Exercise 1:
In the commentary on why God sends His prophets, whom did the few called "the holy seed" learn to trust in?
Exercise 2:
Extend the commentary on why God sends His prophets, picking up right after its last sentence.

Passage:

Not because He desires the depravity and destruction of men. Such a desire would be utterly inconsistent with His character and with His express declarations (Ezekiel 18:23; Ezekiel 18:32, &c.). We need not imagine, then, that we have here a confirmation of those schemes of arbitrary election and reprobation which some theologians have attributed to Him.
But
1. Because it is necessary for the preservation of His character as a God of righteousness and mercy that He should do what OUGHT to result in the salvation of men. Had He not sent His prophets forth on their sad mission, we should have been confronted by a greater difficulty: God permitting His chosen people to go on to ruin without one word of warning spoken, without one effort put forth to arrest them. But one of the supreme moral necessities of the universe is this, that His character as a God desiring the redemption of sinners should be maintained unimpaired; and therefore He sends forth His messengers to proclaim the truth, although He foresees that to many they will be the “savour of death unto death,”—as the frosty air of winter which cuts off the aged and feeble,—and not “the savour of life unto life,”—not as that same frosty air which “braces” and invigorates those who are already vigorous. As this quotation reminds you, this is the effect of the Gospel itself. Ought God, therefore, never to have sent its preachers forth?
2. That stubborn sinners may be left without excuse in the day of their doom. God will not merely take vengeance on the violators of His laws of righteousness; He will make it manifest that while in Him there is an awful severity, there is no vindictiveness; and He will so act that, even when that severity is most manifested, not only the onlookers, but even those who experience it shall be constrained to confess, “Just and true are Thy ways, Thou King of saints!” He will not leave it possible for them to say, “Hadst Thou warned us, we should not have sinned.” They shall be speechless (Matthew 22:12; Jeremiah 44:2).
3. That the righteous may be saved. Did He not send His prophets forth to instruct and warn, even the men in whose hearts are the germs of righteousness and holiness of life would follow the multitude to do evil: they hear, and turn, and live: and this is ample justification of the prophet’s mission. Those who perish would have perished without it; but without it those who are saved would have perished also. And in this respect Isaiah’s ministry was not in vain: while to the vast majority of the nation it was “the savour of death unto death,” it was to a few—“the holy seed” of whom also this chapter speaks to us—“the savour of life unto life.” They learned to trust, not in Assyria nor in Egypt, but in the Holy One of Israel, and therefore were “kept in perfect peace” amid all the convulsions and catastrophes of their time.

(Items from a data source)

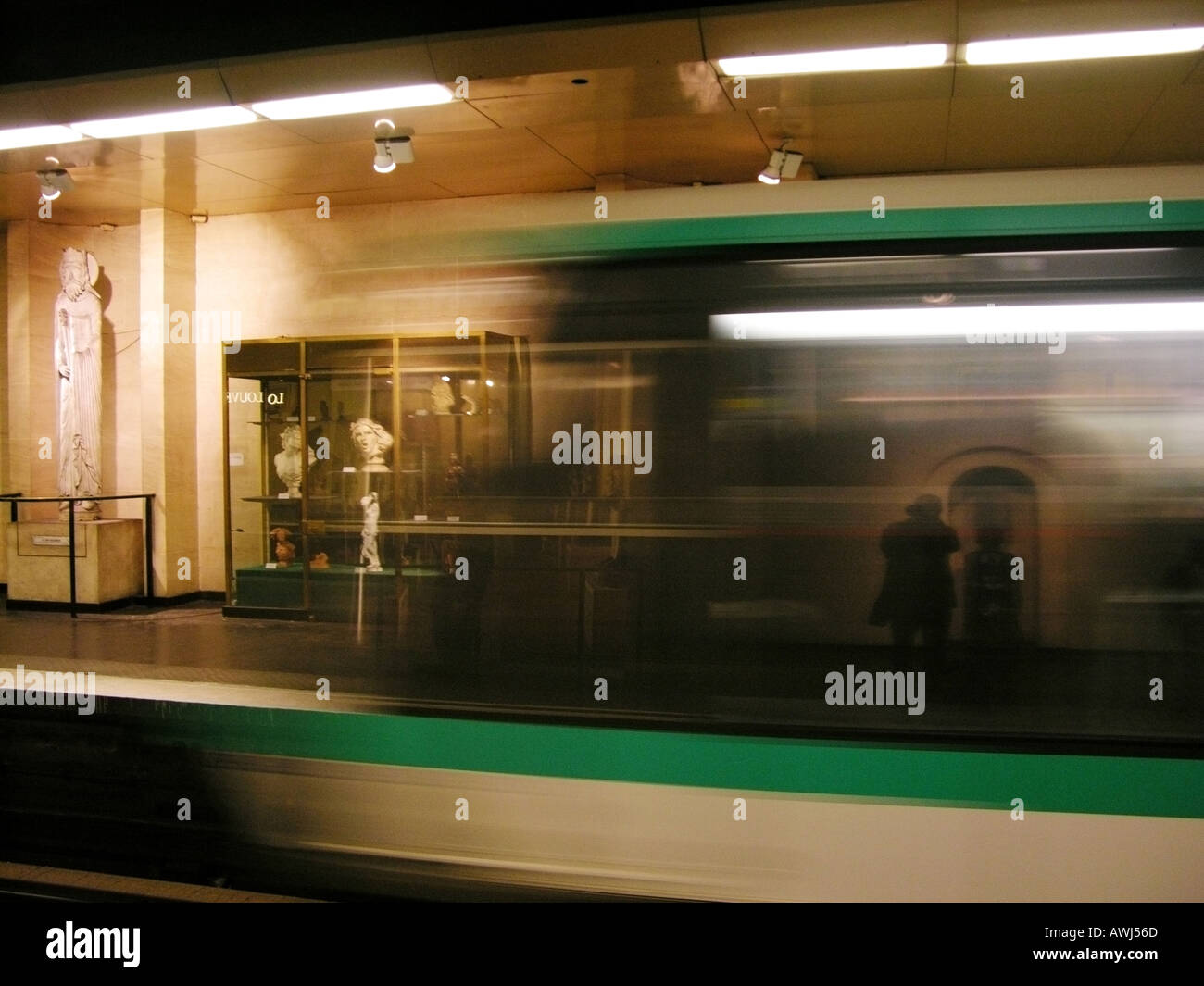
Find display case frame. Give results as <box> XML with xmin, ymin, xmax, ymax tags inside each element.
<box><xmin>223</xmin><ymin>330</ymin><xmax>531</xmax><ymax>625</ymax></box>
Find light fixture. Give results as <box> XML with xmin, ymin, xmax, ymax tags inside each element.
<box><xmin>0</xmin><ymin>125</ymin><xmax>83</xmax><ymax>151</ymax></box>
<box><xmin>71</xmin><ymin>106</ymin><xmax>259</xmax><ymax>139</ymax></box>
<box><xmin>966</xmin><ymin>28</ymin><xmax>1204</xmax><ymax>65</ymax></box>
<box><xmin>250</xmin><ymin>83</ymin><xmax>454</xmax><ymax>120</ymax></box>
<box><xmin>372</xmin><ymin>137</ymin><xmax>414</xmax><ymax>175</ymax></box>
<box><xmin>756</xmin><ymin>142</ymin><xmax>803</xmax><ymax>185</ymax></box>
<box><xmin>37</xmin><ymin>168</ymin><xmax>75</xmax><ymax>202</ymax></box>
<box><xmin>715</xmin><ymin>44</ymin><xmax>948</xmax><ymax>77</ymax></box>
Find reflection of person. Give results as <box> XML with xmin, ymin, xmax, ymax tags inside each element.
<box><xmin>273</xmin><ymin>425</ymin><xmax>318</xmax><ymax>496</ymax></box>
<box><xmin>270</xmin><ymin>528</ymin><xmax>297</xmax><ymax>568</ymax></box>
<box><xmin>870</xmin><ymin>493</ymin><xmax>960</xmax><ymax>656</ymax></box>
<box><xmin>966</xmin><ymin>529</ymin><xmax>1020</xmax><ymax>645</ymax></box>
<box><xmin>360</xmin><ymin>493</ymin><xmax>382</xmax><ymax>572</ymax></box>
<box><xmin>352</xmin><ymin>418</ymin><xmax>393</xmax><ymax>472</ymax></box>
<box><xmin>1162</xmin><ymin>537</ymin><xmax>1204</xmax><ymax>654</ymax></box>
<box><xmin>55</xmin><ymin>247</ymin><xmax>101</xmax><ymax>518</ymax></box>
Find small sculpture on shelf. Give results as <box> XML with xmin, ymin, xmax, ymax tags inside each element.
<box><xmin>274</xmin><ymin>425</ymin><xmax>318</xmax><ymax>497</ymax></box>
<box><xmin>270</xmin><ymin>528</ymin><xmax>297</xmax><ymax>568</ymax></box>
<box><xmin>360</xmin><ymin>493</ymin><xmax>383</xmax><ymax>572</ymax></box>
<box><xmin>443</xmin><ymin>452</ymin><xmax>464</xmax><ymax>496</ymax></box>
<box><xmin>431</xmin><ymin>377</ymin><xmax>455</xmax><ymax>414</ymax></box>
<box><xmin>352</xmin><ymin>418</ymin><xmax>393</xmax><ymax>472</ymax></box>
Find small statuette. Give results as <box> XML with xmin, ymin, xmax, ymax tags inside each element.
<box><xmin>352</xmin><ymin>418</ymin><xmax>393</xmax><ymax>472</ymax></box>
<box><xmin>274</xmin><ymin>425</ymin><xmax>318</xmax><ymax>497</ymax></box>
<box><xmin>360</xmin><ymin>493</ymin><xmax>383</xmax><ymax>572</ymax></box>
<box><xmin>271</xmin><ymin>528</ymin><xmax>297</xmax><ymax>568</ymax></box>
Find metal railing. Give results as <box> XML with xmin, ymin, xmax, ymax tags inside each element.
<box><xmin>0</xmin><ymin>493</ymin><xmax>154</xmax><ymax>620</ymax></box>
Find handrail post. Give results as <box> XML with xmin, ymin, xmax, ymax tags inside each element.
<box><xmin>142</xmin><ymin>493</ymin><xmax>154</xmax><ymax>602</ymax></box>
<box><xmin>68</xmin><ymin>497</ymin><xmax>76</xmax><ymax>620</ymax></box>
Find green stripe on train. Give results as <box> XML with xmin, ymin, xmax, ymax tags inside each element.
<box><xmin>154</xmin><ymin>705</ymin><xmax>1204</xmax><ymax>818</ymax></box>
<box><xmin>457</xmin><ymin>199</ymin><xmax>1204</xmax><ymax>257</ymax></box>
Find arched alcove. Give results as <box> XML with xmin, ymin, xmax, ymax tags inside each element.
<box><xmin>948</xmin><ymin>466</ymin><xmax>1042</xmax><ymax>643</ymax></box>
<box><xmin>924</xmin><ymin>446</ymin><xmax>1074</xmax><ymax>646</ymax></box>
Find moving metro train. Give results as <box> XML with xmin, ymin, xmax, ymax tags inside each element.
<box><xmin>2</xmin><ymin>214</ymin><xmax>1204</xmax><ymax>899</ymax></box>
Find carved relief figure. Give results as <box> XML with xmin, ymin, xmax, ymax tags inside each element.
<box><xmin>274</xmin><ymin>425</ymin><xmax>318</xmax><ymax>496</ymax></box>
<box><xmin>55</xmin><ymin>247</ymin><xmax>101</xmax><ymax>518</ymax></box>
<box><xmin>352</xmin><ymin>418</ymin><xmax>393</xmax><ymax>472</ymax></box>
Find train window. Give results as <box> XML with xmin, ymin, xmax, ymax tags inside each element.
<box><xmin>227</xmin><ymin>254</ymin><xmax>1204</xmax><ymax>742</ymax></box>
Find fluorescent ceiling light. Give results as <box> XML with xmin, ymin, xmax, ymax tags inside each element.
<box><xmin>71</xmin><ymin>106</ymin><xmax>259</xmax><ymax>137</ymax></box>
<box><xmin>710</xmin><ymin>301</ymin><xmax>1204</xmax><ymax>342</ymax></box>
<box><xmin>966</xmin><ymin>28</ymin><xmax>1204</xmax><ymax>65</ymax></box>
<box><xmin>250</xmin><ymin>83</ymin><xmax>453</xmax><ymax>120</ymax></box>
<box><xmin>717</xmin><ymin>44</ymin><xmax>948</xmax><ymax>76</ymax></box>
<box><xmin>0</xmin><ymin>127</ymin><xmax>83</xmax><ymax>151</ymax></box>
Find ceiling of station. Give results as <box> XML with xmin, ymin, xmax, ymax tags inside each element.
<box><xmin>0</xmin><ymin>0</ymin><xmax>1204</xmax><ymax>224</ymax></box>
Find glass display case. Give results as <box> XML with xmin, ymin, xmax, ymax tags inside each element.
<box><xmin>225</xmin><ymin>332</ymin><xmax>530</xmax><ymax>625</ymax></box>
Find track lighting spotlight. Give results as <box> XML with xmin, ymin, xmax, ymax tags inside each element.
<box><xmin>756</xmin><ymin>144</ymin><xmax>803</xmax><ymax>185</ymax></box>
<box><xmin>37</xmin><ymin>168</ymin><xmax>75</xmax><ymax>202</ymax></box>
<box><xmin>372</xmin><ymin>137</ymin><xmax>414</xmax><ymax>175</ymax></box>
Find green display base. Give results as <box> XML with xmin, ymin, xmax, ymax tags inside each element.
<box><xmin>235</xmin><ymin>565</ymin><xmax>397</xmax><ymax>624</ymax></box>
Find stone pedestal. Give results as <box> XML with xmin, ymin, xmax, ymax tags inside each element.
<box><xmin>7</xmin><ymin>520</ymin><xmax>145</xmax><ymax>605</ymax></box>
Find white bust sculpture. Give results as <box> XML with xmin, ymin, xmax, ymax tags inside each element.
<box><xmin>55</xmin><ymin>247</ymin><xmax>101</xmax><ymax>520</ymax></box>
<box><xmin>276</xmin><ymin>425</ymin><xmax>318</xmax><ymax>497</ymax></box>
<box><xmin>352</xmin><ymin>418</ymin><xmax>393</xmax><ymax>472</ymax></box>
<box><xmin>360</xmin><ymin>493</ymin><xmax>383</xmax><ymax>572</ymax></box>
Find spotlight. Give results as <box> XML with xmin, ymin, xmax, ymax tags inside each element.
<box><xmin>372</xmin><ymin>137</ymin><xmax>414</xmax><ymax>175</ymax></box>
<box><xmin>37</xmin><ymin>168</ymin><xmax>75</xmax><ymax>202</ymax></box>
<box><xmin>756</xmin><ymin>144</ymin><xmax>803</xmax><ymax>185</ymax></box>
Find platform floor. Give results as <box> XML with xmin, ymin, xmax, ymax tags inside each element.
<box><xmin>0</xmin><ymin>584</ymin><xmax>1204</xmax><ymax>745</ymax></box>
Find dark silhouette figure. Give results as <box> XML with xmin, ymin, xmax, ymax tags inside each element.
<box><xmin>870</xmin><ymin>493</ymin><xmax>960</xmax><ymax>657</ymax></box>
<box><xmin>1162</xmin><ymin>537</ymin><xmax>1204</xmax><ymax>654</ymax></box>
<box><xmin>966</xmin><ymin>529</ymin><xmax>1020</xmax><ymax>646</ymax></box>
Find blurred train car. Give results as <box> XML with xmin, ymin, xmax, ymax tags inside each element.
<box><xmin>9</xmin><ymin>215</ymin><xmax>1204</xmax><ymax>901</ymax></box>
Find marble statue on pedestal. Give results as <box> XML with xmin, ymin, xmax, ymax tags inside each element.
<box><xmin>274</xmin><ymin>425</ymin><xmax>318</xmax><ymax>496</ymax></box>
<box><xmin>360</xmin><ymin>493</ymin><xmax>383</xmax><ymax>572</ymax></box>
<box><xmin>352</xmin><ymin>418</ymin><xmax>393</xmax><ymax>472</ymax></box>
<box><xmin>55</xmin><ymin>247</ymin><xmax>101</xmax><ymax>520</ymax></box>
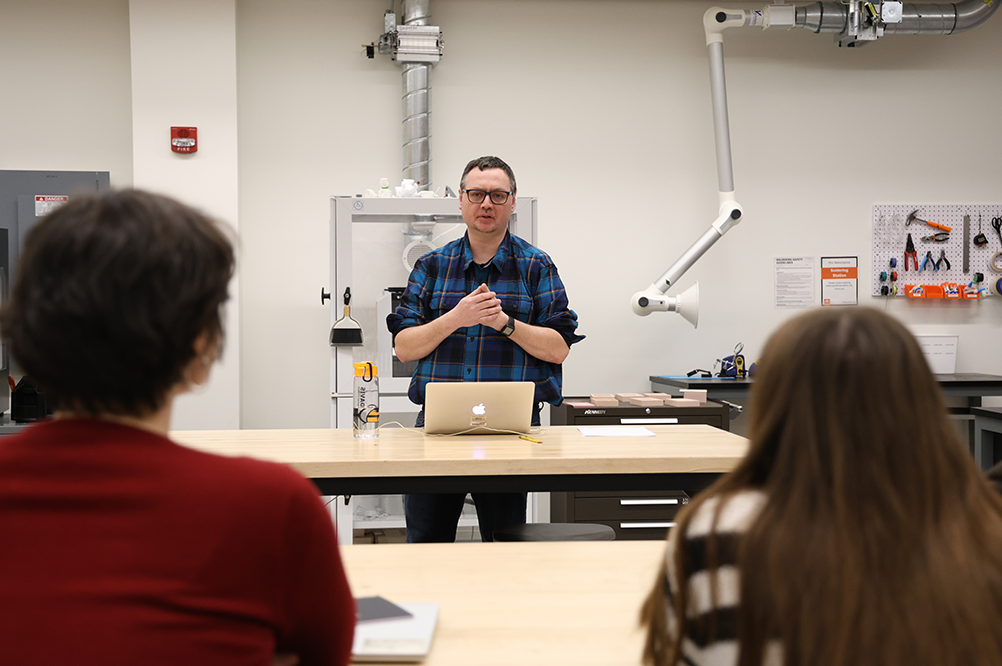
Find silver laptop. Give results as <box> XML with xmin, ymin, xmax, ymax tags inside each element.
<box><xmin>425</xmin><ymin>382</ymin><xmax>536</xmax><ymax>435</ymax></box>
<box><xmin>352</xmin><ymin>603</ymin><xmax>439</xmax><ymax>663</ymax></box>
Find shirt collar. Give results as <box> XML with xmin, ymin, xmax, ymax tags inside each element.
<box><xmin>463</xmin><ymin>231</ymin><xmax>511</xmax><ymax>270</ymax></box>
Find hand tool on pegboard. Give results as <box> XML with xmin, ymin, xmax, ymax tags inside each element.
<box><xmin>905</xmin><ymin>233</ymin><xmax>919</xmax><ymax>272</ymax></box>
<box><xmin>905</xmin><ymin>213</ymin><xmax>953</xmax><ymax>236</ymax></box>
<box><xmin>964</xmin><ymin>215</ymin><xmax>971</xmax><ymax>272</ymax></box>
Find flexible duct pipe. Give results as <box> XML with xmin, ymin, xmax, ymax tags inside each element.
<box><xmin>797</xmin><ymin>0</ymin><xmax>1000</xmax><ymax>35</ymax></box>
<box><xmin>403</xmin><ymin>0</ymin><xmax>432</xmax><ymax>189</ymax></box>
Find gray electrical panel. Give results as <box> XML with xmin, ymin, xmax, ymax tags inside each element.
<box><xmin>0</xmin><ymin>170</ymin><xmax>110</xmax><ymax>415</ymax></box>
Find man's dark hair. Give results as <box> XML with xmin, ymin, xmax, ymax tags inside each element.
<box><xmin>459</xmin><ymin>155</ymin><xmax>516</xmax><ymax>192</ymax></box>
<box><xmin>0</xmin><ymin>189</ymin><xmax>234</xmax><ymax>416</ymax></box>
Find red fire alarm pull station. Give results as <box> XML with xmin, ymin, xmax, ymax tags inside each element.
<box><xmin>170</xmin><ymin>127</ymin><xmax>198</xmax><ymax>152</ymax></box>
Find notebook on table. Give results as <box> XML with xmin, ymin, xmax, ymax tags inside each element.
<box><xmin>352</xmin><ymin>600</ymin><xmax>439</xmax><ymax>663</ymax></box>
<box><xmin>425</xmin><ymin>382</ymin><xmax>536</xmax><ymax>435</ymax></box>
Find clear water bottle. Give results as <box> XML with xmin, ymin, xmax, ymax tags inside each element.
<box><xmin>352</xmin><ymin>363</ymin><xmax>379</xmax><ymax>440</ymax></box>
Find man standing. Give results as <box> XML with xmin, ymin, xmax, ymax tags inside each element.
<box><xmin>387</xmin><ymin>156</ymin><xmax>583</xmax><ymax>543</ymax></box>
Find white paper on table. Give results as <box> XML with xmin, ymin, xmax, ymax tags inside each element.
<box><xmin>577</xmin><ymin>426</ymin><xmax>654</xmax><ymax>437</ymax></box>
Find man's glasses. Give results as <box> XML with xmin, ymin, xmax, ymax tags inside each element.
<box><xmin>463</xmin><ymin>189</ymin><xmax>511</xmax><ymax>205</ymax></box>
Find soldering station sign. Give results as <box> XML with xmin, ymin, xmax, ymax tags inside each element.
<box><xmin>821</xmin><ymin>256</ymin><xmax>860</xmax><ymax>305</ymax></box>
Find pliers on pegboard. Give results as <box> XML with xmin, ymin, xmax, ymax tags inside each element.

Exercise answer 1:
The Holy One of Israel, not Assyria or Egypt.

Exercise answer 2:
This passage seemed at the outset full of mystery; our tendency was to shun it as one that would not bear investigation, as one about which the least that could be said the better, as one which we could have wished had never been written. What do we see now? That here we have an illustration of the Psalmist’s saying, “Clouds and darkness are round about Him”—so to our purblind vision it seems, the brightness being so bright that it dazzles and blinds us; “but righteousness and judgment are the habitation of His throne.” What should we learn from this?
1. Never to fear to investigate anything in God’s Word. There is nothing here which its friends need wish to hide out of sight; it is all worthy of Him from whom it came (Psalms 19:9).
2. Never to distrust God because of anything in either His Word or His Providence. Things that might cause distrust we shall meet with; some of them we shall never explain here, where we can know only “in part;” yet let us keep fast hold of the glorious and gladdening truth, that “in Him is no darkness at all.” God is light; God is love.
THE REJECTION OF DIVINE TRUTH
Isaiah 6:9. And He said, Go, and tell this people, &c.
The divine message—a message of melting pathos and of startling warning, of beseeching entreaty and of terrible threatening—must be delivered to men. “Go, and tell this people” is a command that shatters excuses and imposes an imperative obligation. God’s speakers have no option—speak they must (Jonah 3:2). The effects of God’s communications correspond to the willingness or the wilfulness of men.
I. Divine truth elicits human disposition. In the spring season, the sun sits in judgment upon the trees of gardens and forests. Then the trees that have life have it more abundantly. Their latent powers and possibilities are developed and exhibited. The same sun-force smites the decaying trees and shrivels those having only goodliness without life. Is not the Sun of Righteousness “a discerner of the thoughts and intents of the heart”? When on earth, He who is “the Truth” evoked the hidden feelings, purposes, and qualities of men; and His manifold message repeats the process to the end of time (John 9:39). The ministry of Isaiah was a revealing ministry: the character of men and the character of the nation by it were made manifest.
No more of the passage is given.